• **LESETEXT**
◇ ◇ ◇
Oft werde ich gefragt, wie sich mein Alltag als Agile Coach gestaltet, und welche Themen ich als Agile Coach begleite. Als Agile Coach besteht mein Arbeitsalltag aus einer Vielzahl von Themenstellungen sowie Rollen, die alle darauf abzielen, Teams, bzw. Führungskräfte effektiver und erfolgreicher zu machen, damit die Organisation wettbewerbsfähig bleibt.

So kann es sein, dass ich manchmal ein Kickoff oder Initialisierung moderiere. In einem anderen Fall die Methodik und Prozess eines Entscheidungsprozesses fazilitiere. Manchmal bin ich als Agile Coach eher in einer Mediations-Rolle und coache eine Teamentwicklung, bzw. Konfliktsituationen. Für ein einheitliches Verständnis über Methoden, Begriffe, Vorgehen etc. schule ich Teams nicht selten, indem ich auch die Lernziele bis zu den Teilnahmebestätigungen organisiere. Daraus habe ich im folgenden Blog fünf typische Aufgabenbeispiele aus meinem Alltag als Agile Coach zusammengefasst, die dir eine Vorstellung darüber geben sollen, mit welcher Themenvielfalt ein Agile Coach arbeitet.

 

Und für den Fall, dass ihr Respekt vor solchen Fragestellungen habt und zweifelt, ob ihr das könnt. Auch ich fühle mich manchmal unsicher vor den Herausforderungen. Ich zweifle an meinem Fähigkeiten und ob ich Menschen wirklich zu einer Lösung entwickeln kann. Doch dann halte ich mir folgende zwei wichtige Prinzipien vor Augen.
1. Als Agile Coach schaffe ich mit meinem Können den Rahmen und die Grundlage, dass Inhalte und Ergebnisse durch die Beteiligten bearbeitet werden können.
◇ ◇ ◇
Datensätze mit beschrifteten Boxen
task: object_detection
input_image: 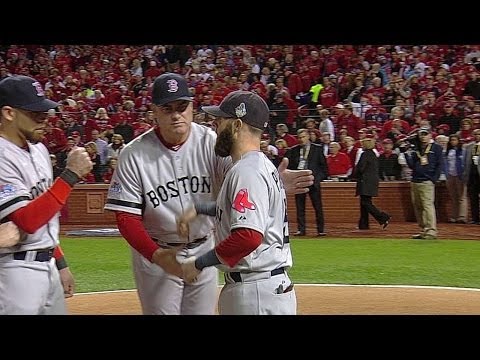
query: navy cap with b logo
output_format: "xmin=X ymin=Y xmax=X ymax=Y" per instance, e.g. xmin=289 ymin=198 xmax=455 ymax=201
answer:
xmin=0 ymin=75 xmax=60 ymax=112
xmin=202 ymin=90 xmax=270 ymax=129
xmin=152 ymin=73 xmax=193 ymax=105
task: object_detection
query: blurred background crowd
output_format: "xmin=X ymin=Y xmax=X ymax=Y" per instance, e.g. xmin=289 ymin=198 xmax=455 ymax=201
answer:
xmin=0 ymin=45 xmax=480 ymax=183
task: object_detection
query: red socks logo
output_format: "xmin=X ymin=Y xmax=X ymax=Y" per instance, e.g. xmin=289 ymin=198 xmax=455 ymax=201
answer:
xmin=232 ymin=189 xmax=256 ymax=214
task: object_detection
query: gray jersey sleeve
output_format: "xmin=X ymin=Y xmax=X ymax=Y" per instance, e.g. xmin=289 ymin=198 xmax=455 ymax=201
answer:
xmin=105 ymin=148 xmax=144 ymax=215
xmin=226 ymin=161 xmax=270 ymax=235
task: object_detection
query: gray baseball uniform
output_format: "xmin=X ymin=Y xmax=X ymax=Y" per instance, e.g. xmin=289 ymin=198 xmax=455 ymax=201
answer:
xmin=105 ymin=123 xmax=231 ymax=314
xmin=216 ymin=151 xmax=297 ymax=315
xmin=0 ymin=137 xmax=66 ymax=315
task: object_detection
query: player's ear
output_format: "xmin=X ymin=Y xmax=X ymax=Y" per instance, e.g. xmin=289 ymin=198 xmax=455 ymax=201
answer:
xmin=0 ymin=106 xmax=15 ymax=120
xmin=233 ymin=119 xmax=243 ymax=131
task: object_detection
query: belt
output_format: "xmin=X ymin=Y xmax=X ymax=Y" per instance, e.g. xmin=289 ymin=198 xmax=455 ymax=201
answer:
xmin=13 ymin=249 xmax=53 ymax=262
xmin=152 ymin=235 xmax=208 ymax=249
xmin=228 ymin=268 xmax=285 ymax=282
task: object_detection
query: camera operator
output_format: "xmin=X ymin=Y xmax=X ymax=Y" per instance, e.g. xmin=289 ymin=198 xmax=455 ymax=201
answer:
xmin=400 ymin=127 xmax=443 ymax=239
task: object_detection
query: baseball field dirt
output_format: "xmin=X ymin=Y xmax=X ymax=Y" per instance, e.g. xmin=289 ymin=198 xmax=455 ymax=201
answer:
xmin=63 ymin=222 xmax=480 ymax=315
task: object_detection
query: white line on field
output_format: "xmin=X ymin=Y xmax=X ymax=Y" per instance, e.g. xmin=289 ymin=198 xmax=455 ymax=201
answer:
xmin=75 ymin=284 xmax=480 ymax=296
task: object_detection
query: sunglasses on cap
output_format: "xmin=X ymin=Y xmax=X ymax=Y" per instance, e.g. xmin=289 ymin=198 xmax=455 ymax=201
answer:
xmin=15 ymin=109 xmax=48 ymax=123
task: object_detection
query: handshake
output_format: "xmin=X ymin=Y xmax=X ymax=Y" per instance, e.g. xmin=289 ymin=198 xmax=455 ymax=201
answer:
xmin=152 ymin=246 xmax=201 ymax=284
xmin=152 ymin=206 xmax=201 ymax=284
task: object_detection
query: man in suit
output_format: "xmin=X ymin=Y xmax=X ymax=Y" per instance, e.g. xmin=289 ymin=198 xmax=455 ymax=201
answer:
xmin=353 ymin=134 xmax=391 ymax=230
xmin=285 ymin=129 xmax=327 ymax=236
xmin=463 ymin=129 xmax=480 ymax=225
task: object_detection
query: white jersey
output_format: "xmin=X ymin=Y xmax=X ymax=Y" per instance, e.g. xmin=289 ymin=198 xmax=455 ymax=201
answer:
xmin=216 ymin=151 xmax=292 ymax=272
xmin=105 ymin=123 xmax=232 ymax=242
xmin=0 ymin=137 xmax=60 ymax=253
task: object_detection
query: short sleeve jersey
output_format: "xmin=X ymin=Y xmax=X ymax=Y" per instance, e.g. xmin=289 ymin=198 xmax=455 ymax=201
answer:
xmin=0 ymin=137 xmax=60 ymax=253
xmin=105 ymin=123 xmax=232 ymax=242
xmin=216 ymin=151 xmax=292 ymax=271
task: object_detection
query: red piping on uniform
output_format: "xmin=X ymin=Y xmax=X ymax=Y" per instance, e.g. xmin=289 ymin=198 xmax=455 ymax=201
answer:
xmin=115 ymin=211 xmax=159 ymax=261
xmin=215 ymin=228 xmax=263 ymax=267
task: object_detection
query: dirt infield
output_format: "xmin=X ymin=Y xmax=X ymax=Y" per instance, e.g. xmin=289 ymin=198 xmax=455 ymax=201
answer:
xmin=62 ymin=222 xmax=480 ymax=315
xmin=67 ymin=285 xmax=480 ymax=315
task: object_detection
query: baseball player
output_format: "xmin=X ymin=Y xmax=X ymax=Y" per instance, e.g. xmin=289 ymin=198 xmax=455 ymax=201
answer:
xmin=0 ymin=76 xmax=92 ymax=315
xmin=179 ymin=91 xmax=297 ymax=315
xmin=0 ymin=221 xmax=20 ymax=248
xmin=105 ymin=73 xmax=313 ymax=315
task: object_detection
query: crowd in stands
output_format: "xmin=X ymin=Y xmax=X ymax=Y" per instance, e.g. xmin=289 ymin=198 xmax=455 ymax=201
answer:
xmin=0 ymin=45 xmax=480 ymax=187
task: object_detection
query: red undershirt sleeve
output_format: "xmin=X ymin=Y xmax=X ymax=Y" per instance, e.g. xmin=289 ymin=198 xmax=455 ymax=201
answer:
xmin=115 ymin=211 xmax=159 ymax=261
xmin=53 ymin=245 xmax=64 ymax=260
xmin=215 ymin=228 xmax=263 ymax=267
xmin=8 ymin=178 xmax=72 ymax=234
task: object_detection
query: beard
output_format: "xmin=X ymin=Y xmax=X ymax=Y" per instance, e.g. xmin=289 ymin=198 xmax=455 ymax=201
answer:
xmin=25 ymin=130 xmax=45 ymax=144
xmin=215 ymin=123 xmax=233 ymax=157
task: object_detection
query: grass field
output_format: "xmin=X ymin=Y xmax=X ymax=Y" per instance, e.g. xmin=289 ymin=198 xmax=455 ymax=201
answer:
xmin=61 ymin=237 xmax=480 ymax=292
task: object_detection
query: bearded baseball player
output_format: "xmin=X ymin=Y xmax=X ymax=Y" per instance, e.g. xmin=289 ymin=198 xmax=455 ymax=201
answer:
xmin=105 ymin=73 xmax=313 ymax=315
xmin=0 ymin=221 xmax=20 ymax=248
xmin=0 ymin=76 xmax=92 ymax=315
xmin=179 ymin=91 xmax=297 ymax=315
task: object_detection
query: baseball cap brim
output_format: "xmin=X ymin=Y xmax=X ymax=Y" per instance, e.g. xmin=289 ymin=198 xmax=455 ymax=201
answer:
xmin=202 ymin=106 xmax=232 ymax=118
xmin=154 ymin=96 xmax=193 ymax=106
xmin=18 ymin=99 xmax=60 ymax=111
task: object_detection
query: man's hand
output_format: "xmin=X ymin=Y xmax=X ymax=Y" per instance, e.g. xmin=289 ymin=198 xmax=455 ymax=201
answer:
xmin=182 ymin=256 xmax=201 ymax=284
xmin=65 ymin=146 xmax=93 ymax=178
xmin=278 ymin=158 xmax=314 ymax=194
xmin=152 ymin=246 xmax=182 ymax=277
xmin=0 ymin=221 xmax=20 ymax=248
xmin=58 ymin=266 xmax=75 ymax=298
xmin=177 ymin=206 xmax=197 ymax=239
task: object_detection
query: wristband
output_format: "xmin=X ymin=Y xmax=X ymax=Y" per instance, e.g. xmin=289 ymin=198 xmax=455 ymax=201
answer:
xmin=195 ymin=249 xmax=221 ymax=271
xmin=59 ymin=169 xmax=80 ymax=187
xmin=55 ymin=256 xmax=68 ymax=270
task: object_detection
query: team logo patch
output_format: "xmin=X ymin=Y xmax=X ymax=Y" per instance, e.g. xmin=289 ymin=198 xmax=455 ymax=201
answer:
xmin=0 ymin=184 xmax=17 ymax=199
xmin=108 ymin=181 xmax=122 ymax=194
xmin=167 ymin=79 xmax=178 ymax=92
xmin=32 ymin=81 xmax=45 ymax=96
xmin=235 ymin=103 xmax=247 ymax=118
xmin=232 ymin=189 xmax=257 ymax=214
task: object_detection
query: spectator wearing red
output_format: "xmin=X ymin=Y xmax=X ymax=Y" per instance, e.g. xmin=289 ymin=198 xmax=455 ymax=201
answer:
xmin=327 ymin=141 xmax=352 ymax=178
xmin=319 ymin=78 xmax=339 ymax=109
xmin=102 ymin=158 xmax=117 ymax=184
xmin=340 ymin=134 xmax=360 ymax=173
xmin=337 ymin=104 xmax=364 ymax=139
xmin=457 ymin=118 xmax=473 ymax=143
xmin=380 ymin=106 xmax=410 ymax=139
xmin=42 ymin=122 xmax=67 ymax=154
xmin=275 ymin=124 xmax=298 ymax=148
xmin=144 ymin=60 xmax=163 ymax=81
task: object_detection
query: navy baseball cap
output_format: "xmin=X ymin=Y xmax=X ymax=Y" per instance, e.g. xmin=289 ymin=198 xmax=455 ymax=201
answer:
xmin=202 ymin=90 xmax=270 ymax=130
xmin=418 ymin=126 xmax=431 ymax=134
xmin=0 ymin=75 xmax=60 ymax=112
xmin=152 ymin=73 xmax=193 ymax=105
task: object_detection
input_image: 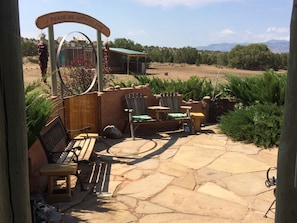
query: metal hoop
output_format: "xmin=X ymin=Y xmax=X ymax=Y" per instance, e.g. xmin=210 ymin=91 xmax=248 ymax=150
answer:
xmin=56 ymin=31 xmax=100 ymax=98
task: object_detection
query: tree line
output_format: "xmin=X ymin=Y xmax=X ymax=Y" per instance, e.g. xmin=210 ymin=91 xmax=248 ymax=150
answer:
xmin=22 ymin=38 xmax=288 ymax=70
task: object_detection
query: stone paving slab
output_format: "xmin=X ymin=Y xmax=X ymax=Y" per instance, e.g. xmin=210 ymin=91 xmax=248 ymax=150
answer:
xmin=63 ymin=126 xmax=277 ymax=223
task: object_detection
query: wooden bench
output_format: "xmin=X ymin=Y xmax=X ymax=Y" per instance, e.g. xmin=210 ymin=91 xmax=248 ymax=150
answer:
xmin=39 ymin=116 xmax=98 ymax=193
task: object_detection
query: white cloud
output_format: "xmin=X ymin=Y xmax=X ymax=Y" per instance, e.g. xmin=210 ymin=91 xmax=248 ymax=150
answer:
xmin=127 ymin=29 xmax=146 ymax=36
xmin=266 ymin=27 xmax=289 ymax=33
xmin=220 ymin=29 xmax=235 ymax=35
xmin=134 ymin=0 xmax=238 ymax=8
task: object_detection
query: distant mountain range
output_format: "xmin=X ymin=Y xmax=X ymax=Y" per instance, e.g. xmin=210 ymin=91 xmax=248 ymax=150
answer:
xmin=197 ymin=40 xmax=290 ymax=53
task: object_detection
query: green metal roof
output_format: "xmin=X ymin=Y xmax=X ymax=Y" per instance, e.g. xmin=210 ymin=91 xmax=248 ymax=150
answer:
xmin=109 ymin=48 xmax=147 ymax=57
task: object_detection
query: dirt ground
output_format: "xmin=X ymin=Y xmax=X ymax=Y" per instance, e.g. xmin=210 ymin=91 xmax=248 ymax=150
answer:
xmin=23 ymin=59 xmax=263 ymax=84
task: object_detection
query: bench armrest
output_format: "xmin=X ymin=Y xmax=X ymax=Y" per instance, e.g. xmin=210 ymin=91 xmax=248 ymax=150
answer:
xmin=66 ymin=126 xmax=91 ymax=133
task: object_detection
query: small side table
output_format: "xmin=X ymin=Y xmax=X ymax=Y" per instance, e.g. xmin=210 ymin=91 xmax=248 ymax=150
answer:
xmin=190 ymin=112 xmax=205 ymax=132
xmin=148 ymin=105 xmax=170 ymax=121
xmin=39 ymin=163 xmax=77 ymax=203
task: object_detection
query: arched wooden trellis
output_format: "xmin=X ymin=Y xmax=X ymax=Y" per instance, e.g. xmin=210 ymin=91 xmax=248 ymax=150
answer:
xmin=35 ymin=11 xmax=110 ymax=95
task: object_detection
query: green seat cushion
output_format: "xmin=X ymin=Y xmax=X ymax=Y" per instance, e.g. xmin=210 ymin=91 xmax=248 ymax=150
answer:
xmin=168 ymin=113 xmax=187 ymax=119
xmin=132 ymin=115 xmax=152 ymax=121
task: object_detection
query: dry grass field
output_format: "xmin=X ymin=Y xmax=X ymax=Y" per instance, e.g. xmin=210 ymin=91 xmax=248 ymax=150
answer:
xmin=23 ymin=59 xmax=272 ymax=84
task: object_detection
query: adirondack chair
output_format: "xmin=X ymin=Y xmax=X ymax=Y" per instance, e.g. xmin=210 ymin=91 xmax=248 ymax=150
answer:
xmin=159 ymin=93 xmax=193 ymax=133
xmin=125 ymin=92 xmax=156 ymax=140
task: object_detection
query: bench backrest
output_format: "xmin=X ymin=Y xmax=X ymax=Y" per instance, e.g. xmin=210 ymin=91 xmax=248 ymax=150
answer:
xmin=160 ymin=93 xmax=180 ymax=112
xmin=125 ymin=92 xmax=147 ymax=115
xmin=39 ymin=116 xmax=68 ymax=162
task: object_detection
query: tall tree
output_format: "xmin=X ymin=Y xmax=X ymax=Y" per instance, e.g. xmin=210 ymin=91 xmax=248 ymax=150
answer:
xmin=0 ymin=0 xmax=31 ymax=223
xmin=275 ymin=0 xmax=297 ymax=223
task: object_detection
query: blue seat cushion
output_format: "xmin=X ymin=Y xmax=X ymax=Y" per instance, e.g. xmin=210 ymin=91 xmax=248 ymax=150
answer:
xmin=168 ymin=113 xmax=187 ymax=119
xmin=132 ymin=115 xmax=152 ymax=121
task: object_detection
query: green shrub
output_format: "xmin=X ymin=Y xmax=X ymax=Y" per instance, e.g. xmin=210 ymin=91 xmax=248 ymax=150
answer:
xmin=25 ymin=82 xmax=54 ymax=148
xmin=114 ymin=75 xmax=214 ymax=100
xmin=219 ymin=103 xmax=284 ymax=148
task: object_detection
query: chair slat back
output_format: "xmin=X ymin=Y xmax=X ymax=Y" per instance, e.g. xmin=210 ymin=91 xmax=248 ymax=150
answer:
xmin=160 ymin=92 xmax=180 ymax=112
xmin=125 ymin=92 xmax=147 ymax=115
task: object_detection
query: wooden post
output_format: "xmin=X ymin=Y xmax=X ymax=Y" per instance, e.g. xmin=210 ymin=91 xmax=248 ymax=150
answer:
xmin=275 ymin=0 xmax=297 ymax=223
xmin=0 ymin=0 xmax=32 ymax=223
xmin=48 ymin=25 xmax=59 ymax=95
xmin=97 ymin=31 xmax=103 ymax=91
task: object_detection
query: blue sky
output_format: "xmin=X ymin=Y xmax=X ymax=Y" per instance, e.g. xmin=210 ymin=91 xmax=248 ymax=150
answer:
xmin=19 ymin=0 xmax=293 ymax=48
◇ ◇ ◇
• **SCHRIFTLICHE AUFGABE 1**
Übersetze diesen Satz aus dem Lesetext ins Englische: „Auch ich fühle mich manchmal unsicher vor den Herausforderungen.“
• **SCHRIFTLICHE AUFGABE 2**
Entnimm dem Lesetext einen Abschnitt wortgetreu. Beginne bei den Worten „Und für den“ und höre nach „Prinzipien vor Augen.“ auf.
Die Datensätze haben keinen Bezug zum Lesetext.

• **LÖSUNG 1**
I, too, sometimes feel uncertain in the face of the challenges.

• **LÖSUNG 2**
Und für den Fall, dass ihr Respekt vor solchen Fragestellungen habt und zweifelt, ob ihr das könnt. Auch ich fühle mich manchmal unsicher vor den Herausforderungen. Ich zweifle an meinem Fähigkeiten und ob ich Menschen wirklich zu einer Lösung entwickeln kann. Doch dann halte ich mir folgende zwei wichtige Prinzipien vor Augen.